> **Task brief**
Find every line in the records that contains the word "water" and copy each one. Case counts.

======

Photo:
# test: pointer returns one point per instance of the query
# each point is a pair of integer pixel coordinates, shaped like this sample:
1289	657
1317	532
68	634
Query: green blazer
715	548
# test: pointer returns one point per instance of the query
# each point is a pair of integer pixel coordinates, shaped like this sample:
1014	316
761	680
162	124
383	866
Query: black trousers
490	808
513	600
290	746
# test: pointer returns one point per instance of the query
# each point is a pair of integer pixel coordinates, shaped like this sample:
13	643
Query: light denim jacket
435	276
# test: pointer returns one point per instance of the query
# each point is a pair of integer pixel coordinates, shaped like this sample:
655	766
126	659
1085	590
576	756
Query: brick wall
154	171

======

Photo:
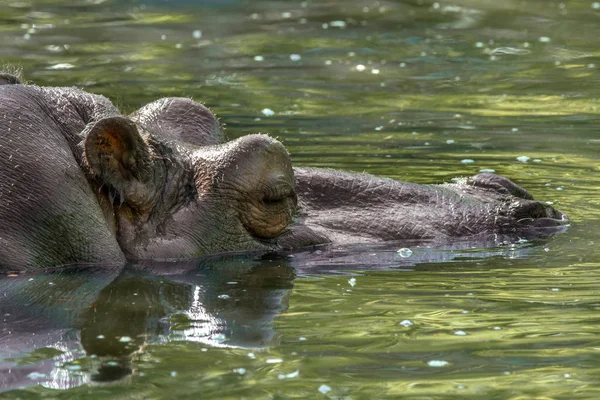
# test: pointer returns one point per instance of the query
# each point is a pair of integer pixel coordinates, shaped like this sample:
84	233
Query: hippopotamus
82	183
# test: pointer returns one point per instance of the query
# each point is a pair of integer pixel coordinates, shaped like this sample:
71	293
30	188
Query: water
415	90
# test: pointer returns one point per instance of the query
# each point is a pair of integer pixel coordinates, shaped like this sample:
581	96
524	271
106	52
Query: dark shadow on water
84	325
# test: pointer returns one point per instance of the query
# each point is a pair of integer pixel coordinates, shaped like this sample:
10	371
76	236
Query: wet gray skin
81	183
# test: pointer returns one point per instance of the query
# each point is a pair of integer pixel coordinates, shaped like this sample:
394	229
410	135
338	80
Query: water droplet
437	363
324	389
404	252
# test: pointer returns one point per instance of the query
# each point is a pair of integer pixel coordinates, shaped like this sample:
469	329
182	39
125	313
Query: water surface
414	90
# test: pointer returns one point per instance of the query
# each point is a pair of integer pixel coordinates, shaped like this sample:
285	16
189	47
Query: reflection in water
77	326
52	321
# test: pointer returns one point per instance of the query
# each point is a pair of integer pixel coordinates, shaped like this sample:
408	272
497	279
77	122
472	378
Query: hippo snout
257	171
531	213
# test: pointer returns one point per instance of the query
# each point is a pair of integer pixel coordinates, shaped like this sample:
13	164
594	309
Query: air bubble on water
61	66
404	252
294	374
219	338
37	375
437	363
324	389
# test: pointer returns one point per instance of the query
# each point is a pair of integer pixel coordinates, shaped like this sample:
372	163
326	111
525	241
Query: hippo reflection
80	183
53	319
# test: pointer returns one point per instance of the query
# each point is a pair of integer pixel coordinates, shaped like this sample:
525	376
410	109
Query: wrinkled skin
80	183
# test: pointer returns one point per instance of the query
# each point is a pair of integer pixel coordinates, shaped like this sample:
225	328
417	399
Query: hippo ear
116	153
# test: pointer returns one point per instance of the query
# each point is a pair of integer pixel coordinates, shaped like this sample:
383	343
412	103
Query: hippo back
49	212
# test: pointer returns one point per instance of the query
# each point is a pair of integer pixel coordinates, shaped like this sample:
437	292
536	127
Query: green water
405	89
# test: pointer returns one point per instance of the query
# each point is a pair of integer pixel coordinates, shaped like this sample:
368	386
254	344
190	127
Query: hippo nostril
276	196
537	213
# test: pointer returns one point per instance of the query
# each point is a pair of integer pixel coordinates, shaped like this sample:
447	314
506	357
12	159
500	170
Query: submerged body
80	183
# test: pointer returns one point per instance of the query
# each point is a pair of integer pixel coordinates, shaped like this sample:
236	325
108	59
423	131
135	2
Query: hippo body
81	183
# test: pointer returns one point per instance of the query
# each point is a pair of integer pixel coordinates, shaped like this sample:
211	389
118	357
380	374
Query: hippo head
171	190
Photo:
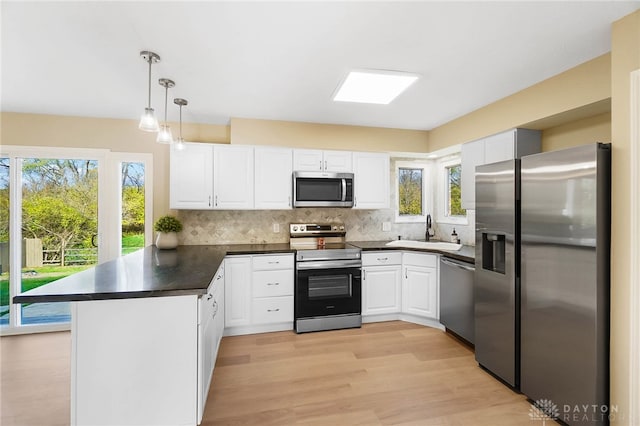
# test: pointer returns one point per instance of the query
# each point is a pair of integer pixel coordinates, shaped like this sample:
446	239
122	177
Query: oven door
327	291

======

> **Task solution**
Query: water
Query: dark shadow on water
Query: water droplet
Query: water surface
Query: reflection in water
Query: air bubble on water
Query: green water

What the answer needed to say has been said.